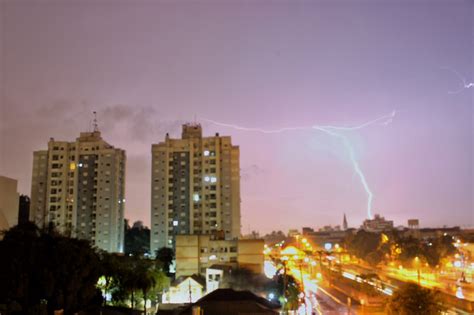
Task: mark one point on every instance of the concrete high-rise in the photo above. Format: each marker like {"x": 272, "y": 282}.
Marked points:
{"x": 79, "y": 187}
{"x": 195, "y": 187}
{"x": 9, "y": 199}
┄┄┄┄┄┄┄┄┄┄┄┄┄┄┄┄┄┄┄┄
▶ **Instructions for the task**
Rewrite every line of the records above as a Markdown table with the columns Row and Line, numbering the rows and leaving out blank lines and pictures.

▶ **Final result**
| Row | Line |
|---|---|
| 1 | Task: mark one point on every instance of the concrete high-rise in the photo above. Format: each marker like {"x": 272, "y": 282}. |
| 2 | Marked points: |
| 3 | {"x": 79, "y": 187} |
| 4 | {"x": 195, "y": 187} |
| 5 | {"x": 9, "y": 199} |